===== RECORDS

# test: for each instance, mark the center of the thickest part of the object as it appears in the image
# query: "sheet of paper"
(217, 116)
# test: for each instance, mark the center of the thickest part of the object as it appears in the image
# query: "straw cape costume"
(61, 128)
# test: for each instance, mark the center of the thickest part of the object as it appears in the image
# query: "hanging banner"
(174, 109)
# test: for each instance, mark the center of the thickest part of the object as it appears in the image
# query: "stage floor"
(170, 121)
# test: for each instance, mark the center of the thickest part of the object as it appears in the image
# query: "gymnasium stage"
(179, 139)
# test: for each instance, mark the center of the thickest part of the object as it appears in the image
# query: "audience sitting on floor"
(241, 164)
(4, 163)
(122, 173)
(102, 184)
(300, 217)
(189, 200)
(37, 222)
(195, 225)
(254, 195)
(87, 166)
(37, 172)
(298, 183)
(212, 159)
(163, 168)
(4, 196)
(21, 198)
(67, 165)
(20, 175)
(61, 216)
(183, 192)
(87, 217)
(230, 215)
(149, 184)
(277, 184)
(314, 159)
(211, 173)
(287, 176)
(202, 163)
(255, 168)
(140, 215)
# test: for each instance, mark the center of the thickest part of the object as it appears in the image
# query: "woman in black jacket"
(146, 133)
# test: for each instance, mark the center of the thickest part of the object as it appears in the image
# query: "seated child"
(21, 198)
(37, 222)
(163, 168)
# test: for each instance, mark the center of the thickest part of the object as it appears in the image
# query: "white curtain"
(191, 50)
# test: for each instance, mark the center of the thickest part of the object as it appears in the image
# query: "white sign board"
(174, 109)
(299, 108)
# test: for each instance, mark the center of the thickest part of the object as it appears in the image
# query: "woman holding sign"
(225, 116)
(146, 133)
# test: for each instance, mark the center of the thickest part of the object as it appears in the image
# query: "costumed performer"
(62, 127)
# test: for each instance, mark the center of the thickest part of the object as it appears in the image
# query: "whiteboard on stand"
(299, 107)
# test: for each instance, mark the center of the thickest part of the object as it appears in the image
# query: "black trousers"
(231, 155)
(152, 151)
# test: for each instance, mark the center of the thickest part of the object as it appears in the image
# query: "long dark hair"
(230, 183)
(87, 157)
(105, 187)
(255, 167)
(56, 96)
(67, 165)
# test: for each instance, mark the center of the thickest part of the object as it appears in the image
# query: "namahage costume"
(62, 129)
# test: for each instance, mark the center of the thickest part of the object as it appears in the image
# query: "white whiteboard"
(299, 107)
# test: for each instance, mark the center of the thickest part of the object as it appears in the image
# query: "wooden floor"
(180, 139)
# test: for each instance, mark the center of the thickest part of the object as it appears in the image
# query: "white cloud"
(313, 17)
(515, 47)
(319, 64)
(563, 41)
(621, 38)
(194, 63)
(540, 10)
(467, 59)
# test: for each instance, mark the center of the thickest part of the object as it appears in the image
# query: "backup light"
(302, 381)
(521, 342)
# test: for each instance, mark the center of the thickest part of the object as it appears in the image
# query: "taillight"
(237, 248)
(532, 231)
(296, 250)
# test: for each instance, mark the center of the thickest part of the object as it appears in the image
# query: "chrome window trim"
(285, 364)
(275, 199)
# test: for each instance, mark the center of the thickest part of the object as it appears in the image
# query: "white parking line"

==========
===== RECORDS

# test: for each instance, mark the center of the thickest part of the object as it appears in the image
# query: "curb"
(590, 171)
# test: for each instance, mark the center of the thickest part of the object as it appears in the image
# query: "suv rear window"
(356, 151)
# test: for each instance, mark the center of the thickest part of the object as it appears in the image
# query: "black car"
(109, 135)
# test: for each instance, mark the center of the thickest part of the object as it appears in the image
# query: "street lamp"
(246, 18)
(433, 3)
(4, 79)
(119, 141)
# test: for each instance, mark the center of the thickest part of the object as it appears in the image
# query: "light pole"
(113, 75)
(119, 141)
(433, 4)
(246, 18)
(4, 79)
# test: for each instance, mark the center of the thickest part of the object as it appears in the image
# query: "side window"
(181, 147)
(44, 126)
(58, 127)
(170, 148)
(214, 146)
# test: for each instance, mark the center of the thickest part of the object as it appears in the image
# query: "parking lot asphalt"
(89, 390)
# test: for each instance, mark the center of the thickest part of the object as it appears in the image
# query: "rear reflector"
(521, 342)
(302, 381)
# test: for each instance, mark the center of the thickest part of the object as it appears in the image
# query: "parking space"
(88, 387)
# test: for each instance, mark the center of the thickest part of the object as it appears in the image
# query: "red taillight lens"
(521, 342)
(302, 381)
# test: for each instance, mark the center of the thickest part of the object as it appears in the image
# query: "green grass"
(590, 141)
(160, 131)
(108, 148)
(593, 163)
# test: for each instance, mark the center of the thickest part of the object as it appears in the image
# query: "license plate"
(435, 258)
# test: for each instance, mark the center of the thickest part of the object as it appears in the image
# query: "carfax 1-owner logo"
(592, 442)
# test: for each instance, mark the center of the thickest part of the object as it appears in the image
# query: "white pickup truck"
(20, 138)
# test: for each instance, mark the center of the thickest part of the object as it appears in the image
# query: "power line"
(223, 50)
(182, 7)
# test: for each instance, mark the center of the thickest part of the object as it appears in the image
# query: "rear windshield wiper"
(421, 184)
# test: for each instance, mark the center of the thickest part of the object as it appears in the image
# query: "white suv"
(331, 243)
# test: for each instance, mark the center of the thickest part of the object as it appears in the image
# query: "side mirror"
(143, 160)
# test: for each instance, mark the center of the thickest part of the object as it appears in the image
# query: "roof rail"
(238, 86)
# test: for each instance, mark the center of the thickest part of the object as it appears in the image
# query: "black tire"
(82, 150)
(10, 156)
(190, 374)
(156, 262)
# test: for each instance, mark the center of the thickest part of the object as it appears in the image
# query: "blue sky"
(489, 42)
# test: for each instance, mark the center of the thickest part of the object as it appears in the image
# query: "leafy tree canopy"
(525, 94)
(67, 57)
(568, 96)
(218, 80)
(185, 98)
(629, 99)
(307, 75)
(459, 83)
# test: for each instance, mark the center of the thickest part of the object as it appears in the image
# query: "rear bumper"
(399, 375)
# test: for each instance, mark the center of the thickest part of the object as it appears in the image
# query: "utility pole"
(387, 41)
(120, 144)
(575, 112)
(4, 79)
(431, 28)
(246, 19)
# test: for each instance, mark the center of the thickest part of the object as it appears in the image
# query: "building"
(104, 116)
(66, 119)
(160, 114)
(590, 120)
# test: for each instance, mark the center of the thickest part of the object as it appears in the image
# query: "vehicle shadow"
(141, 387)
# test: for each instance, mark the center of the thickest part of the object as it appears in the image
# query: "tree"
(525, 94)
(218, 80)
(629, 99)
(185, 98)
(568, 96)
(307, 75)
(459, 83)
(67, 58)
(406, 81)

==========

- [SHORT TASK] From the rows above, copy out every line that contains the string "taillight".

- [RESULT]
# query: "taillight"
# query: "red taillight lens"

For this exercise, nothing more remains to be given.